▶ **YOUR OBJECTIVE**
List each line in the records that contains the string "building", treating uppercase and lowercase as different.

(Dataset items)
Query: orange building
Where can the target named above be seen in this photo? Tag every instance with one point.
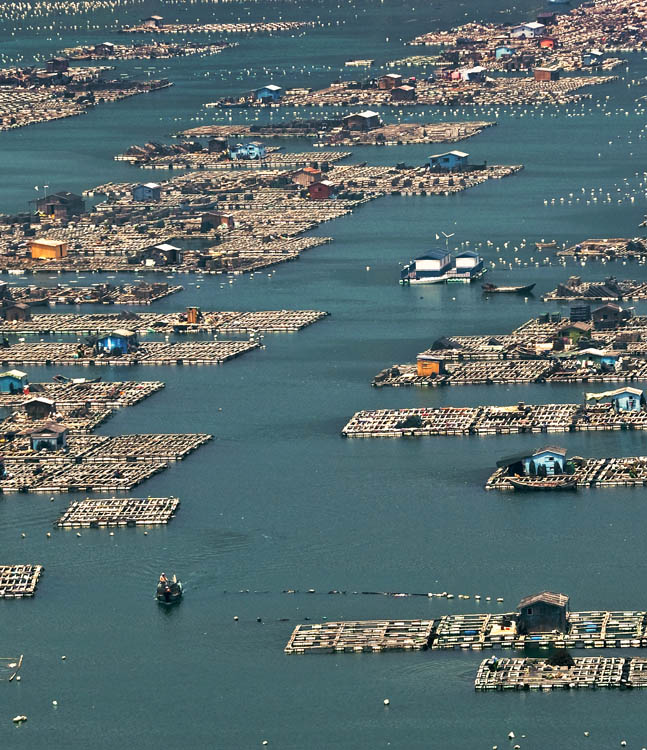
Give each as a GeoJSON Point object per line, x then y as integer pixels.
{"type": "Point", "coordinates": [48, 249]}
{"type": "Point", "coordinates": [426, 365]}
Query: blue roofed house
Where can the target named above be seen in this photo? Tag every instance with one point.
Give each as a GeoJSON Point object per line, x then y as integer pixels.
{"type": "Point", "coordinates": [622, 399]}
{"type": "Point", "coordinates": [448, 161]}
{"type": "Point", "coordinates": [250, 151]}
{"type": "Point", "coordinates": [504, 51]}
{"type": "Point", "coordinates": [268, 94]}
{"type": "Point", "coordinates": [430, 268]}
{"type": "Point", "coordinates": [546, 461]}
{"type": "Point", "coordinates": [118, 342]}
{"type": "Point", "coordinates": [149, 191]}
{"type": "Point", "coordinates": [13, 381]}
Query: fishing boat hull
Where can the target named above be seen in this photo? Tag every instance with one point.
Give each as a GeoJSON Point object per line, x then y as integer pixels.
{"type": "Point", "coordinates": [547, 484]}
{"type": "Point", "coordinates": [169, 595]}
{"type": "Point", "coordinates": [491, 289]}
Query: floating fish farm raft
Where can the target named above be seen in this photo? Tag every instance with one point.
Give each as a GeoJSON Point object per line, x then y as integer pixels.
{"type": "Point", "coordinates": [18, 581]}
{"type": "Point", "coordinates": [491, 420]}
{"type": "Point", "coordinates": [628, 471]}
{"type": "Point", "coordinates": [152, 353]}
{"type": "Point", "coordinates": [395, 134]}
{"type": "Point", "coordinates": [107, 394]}
{"type": "Point", "coordinates": [585, 672]}
{"type": "Point", "coordinates": [115, 511]}
{"type": "Point", "coordinates": [263, 321]}
{"type": "Point", "coordinates": [588, 629]}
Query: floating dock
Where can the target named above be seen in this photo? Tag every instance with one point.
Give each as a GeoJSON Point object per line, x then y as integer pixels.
{"type": "Point", "coordinates": [471, 632]}
{"type": "Point", "coordinates": [367, 635]}
{"type": "Point", "coordinates": [260, 321]}
{"type": "Point", "coordinates": [628, 471]}
{"type": "Point", "coordinates": [491, 420]}
{"type": "Point", "coordinates": [115, 511]}
{"type": "Point", "coordinates": [151, 353]}
{"type": "Point", "coordinates": [585, 672]}
{"type": "Point", "coordinates": [18, 581]}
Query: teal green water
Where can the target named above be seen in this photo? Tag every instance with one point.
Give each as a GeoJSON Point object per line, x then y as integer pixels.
{"type": "Point", "coordinates": [278, 500]}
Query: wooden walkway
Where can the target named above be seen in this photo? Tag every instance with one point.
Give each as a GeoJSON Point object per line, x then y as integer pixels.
{"type": "Point", "coordinates": [18, 581]}
{"type": "Point", "coordinates": [115, 511]}
{"type": "Point", "coordinates": [471, 632]}
{"type": "Point", "coordinates": [586, 672]}
{"type": "Point", "coordinates": [153, 353]}
{"type": "Point", "coordinates": [263, 321]}
{"type": "Point", "coordinates": [491, 420]}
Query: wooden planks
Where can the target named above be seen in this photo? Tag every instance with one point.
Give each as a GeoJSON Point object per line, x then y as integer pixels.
{"type": "Point", "coordinates": [116, 511]}
{"type": "Point", "coordinates": [18, 581]}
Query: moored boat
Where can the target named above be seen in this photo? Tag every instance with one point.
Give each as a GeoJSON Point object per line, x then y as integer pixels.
{"type": "Point", "coordinates": [169, 592]}
{"type": "Point", "coordinates": [543, 484]}
{"type": "Point", "coordinates": [494, 289]}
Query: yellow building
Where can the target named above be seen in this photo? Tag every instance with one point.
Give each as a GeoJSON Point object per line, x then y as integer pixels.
{"type": "Point", "coordinates": [426, 365]}
{"type": "Point", "coordinates": [48, 249]}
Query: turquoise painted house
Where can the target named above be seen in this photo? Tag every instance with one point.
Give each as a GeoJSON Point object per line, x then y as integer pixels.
{"type": "Point", "coordinates": [12, 381]}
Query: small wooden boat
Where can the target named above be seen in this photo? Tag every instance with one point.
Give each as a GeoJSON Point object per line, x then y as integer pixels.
{"type": "Point", "coordinates": [493, 288]}
{"type": "Point", "coordinates": [543, 484]}
{"type": "Point", "coordinates": [169, 592]}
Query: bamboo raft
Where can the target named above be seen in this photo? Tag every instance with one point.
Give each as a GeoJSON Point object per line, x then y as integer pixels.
{"type": "Point", "coordinates": [9, 667]}
{"type": "Point", "coordinates": [471, 632]}
{"type": "Point", "coordinates": [152, 353]}
{"type": "Point", "coordinates": [18, 581]}
{"type": "Point", "coordinates": [119, 512]}
{"type": "Point", "coordinates": [102, 394]}
{"type": "Point", "coordinates": [491, 420]}
{"type": "Point", "coordinates": [374, 635]}
{"type": "Point", "coordinates": [628, 471]}
{"type": "Point", "coordinates": [263, 321]}
{"type": "Point", "coordinates": [538, 674]}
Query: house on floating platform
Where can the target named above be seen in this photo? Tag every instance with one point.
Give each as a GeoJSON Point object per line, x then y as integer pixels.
{"type": "Point", "coordinates": [623, 399]}
{"type": "Point", "coordinates": [247, 151]}
{"type": "Point", "coordinates": [427, 365]}
{"type": "Point", "coordinates": [448, 162]}
{"type": "Point", "coordinates": [546, 461]}
{"type": "Point", "coordinates": [119, 342]}
{"type": "Point", "coordinates": [389, 81]}
{"type": "Point", "coordinates": [545, 612]}
{"type": "Point", "coordinates": [50, 437]}
{"type": "Point", "coordinates": [504, 51]}
{"type": "Point", "coordinates": [39, 407]}
{"type": "Point", "coordinates": [431, 268]}
{"type": "Point", "coordinates": [591, 357]}
{"type": "Point", "coordinates": [268, 94]}
{"type": "Point", "coordinates": [153, 22]}
{"type": "Point", "coordinates": [322, 190]}
{"type": "Point", "coordinates": [13, 381]}
{"type": "Point", "coordinates": [148, 191]}
{"type": "Point", "coordinates": [47, 249]}
{"type": "Point", "coordinates": [609, 316]}
{"type": "Point", "coordinates": [104, 48]}
{"type": "Point", "coordinates": [62, 205]}
{"type": "Point", "coordinates": [366, 120]}
{"type": "Point", "coordinates": [306, 176]}
{"type": "Point", "coordinates": [11, 311]}
{"type": "Point", "coordinates": [528, 30]}
{"type": "Point", "coordinates": [547, 74]}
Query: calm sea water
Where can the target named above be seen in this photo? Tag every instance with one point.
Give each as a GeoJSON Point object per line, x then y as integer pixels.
{"type": "Point", "coordinates": [278, 500]}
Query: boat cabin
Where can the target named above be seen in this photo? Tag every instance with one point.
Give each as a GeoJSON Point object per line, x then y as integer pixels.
{"type": "Point", "coordinates": [39, 407]}
{"type": "Point", "coordinates": [547, 462]}
{"type": "Point", "coordinates": [51, 437]}
{"type": "Point", "coordinates": [118, 343]}
{"type": "Point", "coordinates": [545, 612]}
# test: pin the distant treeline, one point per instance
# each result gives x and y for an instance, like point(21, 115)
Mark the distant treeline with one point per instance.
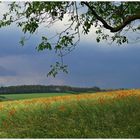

▶ **RESULT OF THIS TASK**
Query: orange building
Query: yellow building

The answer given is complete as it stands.